## Tarefas a realizar:
**A.** No texto sobre biodiesel, qual óleo José Expedito Parente usou na reação de produção do biodiesel?
**B.** Por favor, transcreva do texto sobre biodiesel, sem nenhuma alteração, o trecho entre "#acessibilidade: ilustração da" e "nossa história científica.", inclusive.

#acessibilidade: ilustração da vista lateral superior de um avião modelo A380 Airbus em voo, de cores branco, azul claro e azul escuro, e ao fundo um céu azul claro
Texto escrito por Samuel Peres Chagas & Dr. Wagner Rodrigo de Souza
Por mais que o etanol seja o biocombustível brasileiro mais lembrado entre a população devido ao grande investimento governamental com o programa Proálcool, e o seu grande sucesso a partir da década de 1970, outro combustível renovável tem origem brasileira, e mesmo que sua origem seja menos difundida que o seu coirmão, ele é muito utilizado até hoje e foi patenteado no Brasil por um pesquisador cearense muito importante para a nossa história científica.
O Engenheiro Químico José Expedito Parente foi um grande pesquisador brasileiro, e o responsável pelo depósito da patente da produção de biodiesel no Brasil, pela reação de transesterificação, método ainda utilizado nos dias de hoje. Utilizando o óleo de algodão, o então professor da Universidade Federal do Ceará concebeu a reação utilizando metanol, obtendo como produto final um biocombustível muito similar ao diesel e glicerol como subproduto (BiodieselBR, 2011).
No Brasil, o uso do diesel é feito majoritariamente pela frota de caminhões, que fazem um trabalho extremamente importante de escoamento de insumos, produtos e outros, porém, também é esta mesma frota a responsável por grande parte das emissões de gases de efeito estufa no território brasileiro. Assim, existe uma legislação específica para que o biodiesel seja utilizado em mistura com o diesel. Esta legislação tem como principal finalidade cumprir com os compromissos de neutralidade de carbono assumidos nas conferências ambientais sobre aquecimento global, como o Acordo de Paris de 2015, para diminuir as emissões provenientes da queima de combustíveis. Em 2022, a porção de biodiesel obrigatória em mistura ao diesel é de 10%, com perspectivas de aumento para 14% ao longo do ano e de 15% para 2023 (ANP, 2021).

## Dados fornecidos:
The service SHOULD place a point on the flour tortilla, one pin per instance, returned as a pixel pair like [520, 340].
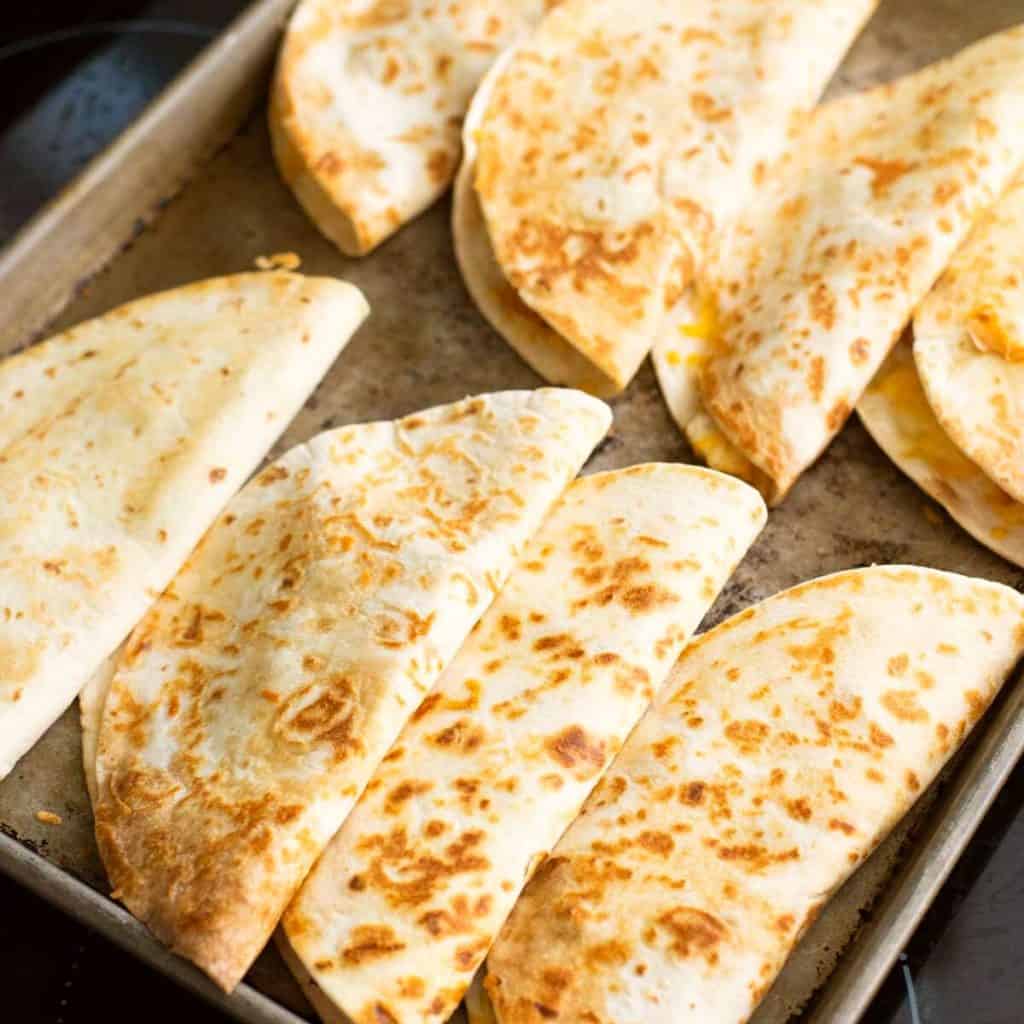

## Respostas das tarefas:
**A.** Óleo de algodão.

**B.**
#acessibilidade: ilustração da vista lateral superior de um avião modelo A380 Airbus em voo, de cores branco, azul claro e azul escuro, e ao fundo um céu azul claro
Texto escrito por Samuel Peres Chagas & Dr. Wagner Rodrigo de Souza
Por mais que o etanol seja o biocombustível brasileiro mais lembrado entre a população devido ao grande investimento governamental com o programa Proálcool, e o seu grande sucesso a partir da década de 1970, outro combustível renovável tem origem brasileira, e mesmo que sua origem seja menos difundida que o seu coirmão, ele é muito utilizado até hoje e foi patenteado no Brasil por um pesquisador cearense muito importante para a nossa história científica.